> To be done
Will you transcribe the entries that follow, exactly and in full?
━━ Task material
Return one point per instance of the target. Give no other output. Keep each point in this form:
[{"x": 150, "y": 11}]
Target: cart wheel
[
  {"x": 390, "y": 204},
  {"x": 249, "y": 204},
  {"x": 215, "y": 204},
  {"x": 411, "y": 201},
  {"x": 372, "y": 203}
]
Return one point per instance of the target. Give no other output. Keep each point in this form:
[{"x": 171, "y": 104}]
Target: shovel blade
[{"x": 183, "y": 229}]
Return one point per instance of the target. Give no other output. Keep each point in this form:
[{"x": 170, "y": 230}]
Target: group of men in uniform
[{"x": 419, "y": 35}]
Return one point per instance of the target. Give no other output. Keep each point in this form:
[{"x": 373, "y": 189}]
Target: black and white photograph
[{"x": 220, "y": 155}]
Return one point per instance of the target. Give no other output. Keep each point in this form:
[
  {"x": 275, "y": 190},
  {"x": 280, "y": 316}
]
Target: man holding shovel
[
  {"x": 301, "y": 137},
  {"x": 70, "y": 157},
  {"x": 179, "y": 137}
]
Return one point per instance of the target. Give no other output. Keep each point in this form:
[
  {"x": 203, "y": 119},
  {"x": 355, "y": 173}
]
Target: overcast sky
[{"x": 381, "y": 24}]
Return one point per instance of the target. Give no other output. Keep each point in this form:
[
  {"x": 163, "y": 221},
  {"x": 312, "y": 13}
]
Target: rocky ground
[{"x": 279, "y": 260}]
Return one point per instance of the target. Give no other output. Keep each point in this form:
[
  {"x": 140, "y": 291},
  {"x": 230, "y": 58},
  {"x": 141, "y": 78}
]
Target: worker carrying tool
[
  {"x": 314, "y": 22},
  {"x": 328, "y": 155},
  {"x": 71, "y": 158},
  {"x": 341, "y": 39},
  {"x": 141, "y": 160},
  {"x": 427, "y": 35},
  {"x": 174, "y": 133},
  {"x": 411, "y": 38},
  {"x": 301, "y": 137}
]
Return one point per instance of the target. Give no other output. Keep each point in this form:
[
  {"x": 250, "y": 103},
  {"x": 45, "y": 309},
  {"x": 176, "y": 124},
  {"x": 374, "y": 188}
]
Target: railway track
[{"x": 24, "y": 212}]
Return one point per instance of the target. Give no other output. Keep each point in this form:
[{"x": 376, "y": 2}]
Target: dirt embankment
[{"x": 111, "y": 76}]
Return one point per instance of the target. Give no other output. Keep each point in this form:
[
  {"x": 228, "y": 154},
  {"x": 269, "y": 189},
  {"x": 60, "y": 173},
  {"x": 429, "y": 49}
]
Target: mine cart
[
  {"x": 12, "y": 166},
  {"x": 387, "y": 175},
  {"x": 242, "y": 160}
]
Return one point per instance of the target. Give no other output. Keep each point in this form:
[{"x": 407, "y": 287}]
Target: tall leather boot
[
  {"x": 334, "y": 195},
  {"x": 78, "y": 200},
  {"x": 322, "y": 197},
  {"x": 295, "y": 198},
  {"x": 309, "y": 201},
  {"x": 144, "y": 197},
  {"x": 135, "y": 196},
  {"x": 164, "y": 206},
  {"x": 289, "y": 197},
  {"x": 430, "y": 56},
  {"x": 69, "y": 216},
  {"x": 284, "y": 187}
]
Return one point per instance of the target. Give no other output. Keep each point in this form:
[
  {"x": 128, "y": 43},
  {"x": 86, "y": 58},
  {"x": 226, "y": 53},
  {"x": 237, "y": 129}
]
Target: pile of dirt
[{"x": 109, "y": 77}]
━━━━
> The output
Return one point per instance of the target. Give no other output. Keep each point in this form:
[{"x": 150, "y": 11}]
Target: cart wheel
[
  {"x": 390, "y": 204},
  {"x": 249, "y": 204},
  {"x": 215, "y": 204},
  {"x": 411, "y": 201},
  {"x": 372, "y": 203}
]
Return one point per instance of the target. Give no other output. Keep each point in this form:
[{"x": 171, "y": 104}]
Target: shovel blade
[{"x": 183, "y": 229}]
Return one point per instance of the target. Give no other output. Keep each point in this form:
[{"x": 170, "y": 230}]
Target: group of men in uniform
[{"x": 419, "y": 35}]
Return one point per instance of the target. Give no other output. Keep each point in this form:
[{"x": 373, "y": 189}]
Target: black and white photograph
[{"x": 220, "y": 155}]
Return one point per instance of the target. Give no other output. Keep each point in this form:
[
  {"x": 275, "y": 190},
  {"x": 280, "y": 316}
]
Target: man holding shovel
[
  {"x": 301, "y": 137},
  {"x": 70, "y": 157},
  {"x": 179, "y": 137}
]
Return one point per instance of the target. Give no other output. Keep each point in this form:
[
  {"x": 203, "y": 119},
  {"x": 355, "y": 173}
]
Target: overcast sky
[{"x": 381, "y": 24}]
Return one point per instance of the target. Give no other output. Keep each point in this form:
[
  {"x": 163, "y": 221},
  {"x": 312, "y": 13}
]
Target: rocky ground
[{"x": 279, "y": 260}]
Return one point per instance of the target. Give no other output. Keep each point in this form:
[
  {"x": 140, "y": 291},
  {"x": 230, "y": 58},
  {"x": 141, "y": 78}
]
Target: worker carrying tool
[
  {"x": 314, "y": 22},
  {"x": 328, "y": 155},
  {"x": 71, "y": 158},
  {"x": 341, "y": 39},
  {"x": 141, "y": 160},
  {"x": 427, "y": 35},
  {"x": 174, "y": 133},
  {"x": 411, "y": 38},
  {"x": 301, "y": 137}
]
Return one point per instance of the target. Give no other output. Keep each point in this form:
[
  {"x": 250, "y": 103},
  {"x": 45, "y": 309},
  {"x": 176, "y": 124},
  {"x": 374, "y": 188}
]
Target: railway track
[{"x": 24, "y": 212}]
Return one point per instance of the target. Give no other output. Keep each point in this form:
[{"x": 376, "y": 2}]
Target: dirt embankment
[{"x": 111, "y": 76}]
Return one point per instance of the target. Give no other output. Keep each point in this form:
[
  {"x": 228, "y": 154},
  {"x": 269, "y": 189},
  {"x": 60, "y": 173},
  {"x": 429, "y": 49}
]
Target: mine cart
[
  {"x": 12, "y": 166},
  {"x": 387, "y": 175},
  {"x": 242, "y": 160}
]
Return one point per instance of the target. Give no other output. Keep each point in this form:
[{"x": 407, "y": 287}]
Target: tall leather boot
[
  {"x": 334, "y": 195},
  {"x": 78, "y": 200},
  {"x": 322, "y": 197},
  {"x": 295, "y": 198},
  {"x": 309, "y": 201},
  {"x": 144, "y": 197},
  {"x": 135, "y": 196},
  {"x": 164, "y": 206},
  {"x": 289, "y": 197},
  {"x": 430, "y": 56},
  {"x": 69, "y": 216},
  {"x": 284, "y": 187}
]
Return one point per instance of the target. Give no other output. Keep each point in this form:
[
  {"x": 128, "y": 43},
  {"x": 86, "y": 58},
  {"x": 226, "y": 53},
  {"x": 237, "y": 129}
]
Target: pile of dirt
[{"x": 109, "y": 77}]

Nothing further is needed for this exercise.